> [BRIEF 1]: Which Michigan counties does the soybean aphid update below mention? List every one.
> [BRIEF 2]: Could you carry on the soybean aphid update below, picking up after its final sentence?

> [PASSAGE PROVIDED]:
━━━━

Soybean aphid numbers have crept up in some fields, especially in southwest Michigan. Also, there are reports in some fields in Ionia County. The aphids in the pictures I saw were fat, green, happy and concentrated on new growth (lots of nitrogen). In some fields, numbers were up to 200 to 300 on some plants. Aphid numbers remain low in the fields my lab samples at MSU and outlying farms in Montcalm and Saginaw counties, so the infestation is patchy. High numbers in some areas may be related to recent rain events, if winged aphids were carried from other locations and dropped in Michigan. But, some of the reports are from areas with sandy soil or low K, a predictable risk factor for soybean aphids.
The threshold for soybean aphids is 250 per plant (not on a single plant, the average across a field). In essence, if every plant has soybean aphids, with several-hundred concentrated on the new growth, that is 250. Note that 250 is simply a spray guide with a five- to seven-day lead time built in. Damage from soybean aphids does not actually start until there are more than 600 per plant (a very reliable, well-tested threshold).

━━━━

> [DATA EXTRACT]:
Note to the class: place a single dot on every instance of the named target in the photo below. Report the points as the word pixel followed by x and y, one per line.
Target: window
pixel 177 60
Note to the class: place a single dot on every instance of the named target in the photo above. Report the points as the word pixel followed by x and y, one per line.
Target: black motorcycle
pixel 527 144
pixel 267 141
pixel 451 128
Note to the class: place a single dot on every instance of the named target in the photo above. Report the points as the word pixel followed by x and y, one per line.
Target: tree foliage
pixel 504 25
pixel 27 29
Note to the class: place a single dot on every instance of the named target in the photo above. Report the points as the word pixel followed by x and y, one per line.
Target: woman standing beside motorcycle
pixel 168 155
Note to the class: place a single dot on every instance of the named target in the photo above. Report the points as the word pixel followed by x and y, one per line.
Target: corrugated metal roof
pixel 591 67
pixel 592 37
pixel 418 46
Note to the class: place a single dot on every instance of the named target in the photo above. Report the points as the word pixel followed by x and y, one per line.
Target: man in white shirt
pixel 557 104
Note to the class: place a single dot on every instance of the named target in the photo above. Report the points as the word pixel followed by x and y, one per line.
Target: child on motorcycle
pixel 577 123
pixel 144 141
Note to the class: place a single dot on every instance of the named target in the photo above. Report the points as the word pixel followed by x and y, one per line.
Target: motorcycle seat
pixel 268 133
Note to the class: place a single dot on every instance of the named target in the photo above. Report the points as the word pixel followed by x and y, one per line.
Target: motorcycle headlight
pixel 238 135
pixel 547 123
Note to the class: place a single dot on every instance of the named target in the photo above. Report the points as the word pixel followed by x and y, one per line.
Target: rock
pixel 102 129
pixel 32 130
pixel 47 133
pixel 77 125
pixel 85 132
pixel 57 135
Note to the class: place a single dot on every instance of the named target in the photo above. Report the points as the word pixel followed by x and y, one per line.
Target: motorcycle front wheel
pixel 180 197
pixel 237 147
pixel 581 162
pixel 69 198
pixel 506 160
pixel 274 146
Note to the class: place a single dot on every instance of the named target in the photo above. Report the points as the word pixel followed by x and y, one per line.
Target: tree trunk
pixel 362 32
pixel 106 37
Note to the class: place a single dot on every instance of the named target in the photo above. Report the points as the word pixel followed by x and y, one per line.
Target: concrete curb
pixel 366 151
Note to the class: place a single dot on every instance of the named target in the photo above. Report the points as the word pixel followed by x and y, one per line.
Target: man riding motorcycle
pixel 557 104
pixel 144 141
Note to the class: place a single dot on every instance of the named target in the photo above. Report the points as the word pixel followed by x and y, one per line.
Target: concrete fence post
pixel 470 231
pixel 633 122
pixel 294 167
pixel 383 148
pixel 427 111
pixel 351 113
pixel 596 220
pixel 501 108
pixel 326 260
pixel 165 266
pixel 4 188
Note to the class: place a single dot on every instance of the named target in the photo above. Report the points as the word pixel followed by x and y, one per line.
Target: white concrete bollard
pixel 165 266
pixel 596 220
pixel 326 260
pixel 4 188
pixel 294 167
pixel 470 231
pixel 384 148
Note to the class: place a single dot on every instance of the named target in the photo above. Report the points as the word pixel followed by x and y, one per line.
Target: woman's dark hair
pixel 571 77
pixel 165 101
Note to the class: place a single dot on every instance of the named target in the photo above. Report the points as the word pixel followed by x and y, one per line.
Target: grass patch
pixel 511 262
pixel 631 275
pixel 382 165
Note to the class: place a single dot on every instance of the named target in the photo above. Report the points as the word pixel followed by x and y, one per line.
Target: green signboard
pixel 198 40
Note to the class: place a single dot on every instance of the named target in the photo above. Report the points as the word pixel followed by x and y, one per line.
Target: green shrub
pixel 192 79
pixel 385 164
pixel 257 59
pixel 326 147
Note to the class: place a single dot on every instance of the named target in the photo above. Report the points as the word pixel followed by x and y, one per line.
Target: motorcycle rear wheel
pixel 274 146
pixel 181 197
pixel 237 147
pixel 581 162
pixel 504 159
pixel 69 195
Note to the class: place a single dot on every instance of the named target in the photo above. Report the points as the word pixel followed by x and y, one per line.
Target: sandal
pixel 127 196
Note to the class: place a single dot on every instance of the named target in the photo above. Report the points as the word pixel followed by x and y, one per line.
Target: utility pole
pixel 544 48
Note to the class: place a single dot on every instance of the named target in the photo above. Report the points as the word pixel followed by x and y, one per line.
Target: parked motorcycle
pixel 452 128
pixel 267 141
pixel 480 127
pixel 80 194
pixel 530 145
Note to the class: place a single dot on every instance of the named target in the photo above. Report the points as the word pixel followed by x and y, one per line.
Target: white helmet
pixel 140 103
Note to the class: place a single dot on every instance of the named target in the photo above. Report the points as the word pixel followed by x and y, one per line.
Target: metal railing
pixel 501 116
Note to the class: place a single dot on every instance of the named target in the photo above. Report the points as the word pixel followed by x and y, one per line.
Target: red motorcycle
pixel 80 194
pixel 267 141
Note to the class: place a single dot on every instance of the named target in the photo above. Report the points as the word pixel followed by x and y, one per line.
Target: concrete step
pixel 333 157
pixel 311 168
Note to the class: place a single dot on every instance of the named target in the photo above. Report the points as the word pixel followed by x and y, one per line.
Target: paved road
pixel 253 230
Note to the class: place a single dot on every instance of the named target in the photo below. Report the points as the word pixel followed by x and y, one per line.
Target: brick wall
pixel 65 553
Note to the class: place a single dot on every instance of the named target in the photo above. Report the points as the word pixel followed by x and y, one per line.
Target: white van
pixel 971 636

━━━━

> [TASK RESPONSE 1]: Ionia County, Montcalm County, Saginaw County

> [TASK RESPONSE 2]:
If the soybeans are well into the R stages (R4-R5), the canopy is full and moisture is adequate, beans can easily handle the current levels of aphids and wouldn’t get sprayed unless numbers increase dramatically. Aphids living under a full canopy will eventually experience high humidity, and in the next few weeks, get infected with beneficial aphid-killing fungus. Also, there are a lot of beneficial insects in the fields we monitor and these will reduce infestations.
Beans that are younger (R1-R2), lack a canopy and need more rain are at most at risk now for yield loss.
Please only treat fields that really need to be sprayed. We do not need to flare spider mites in August.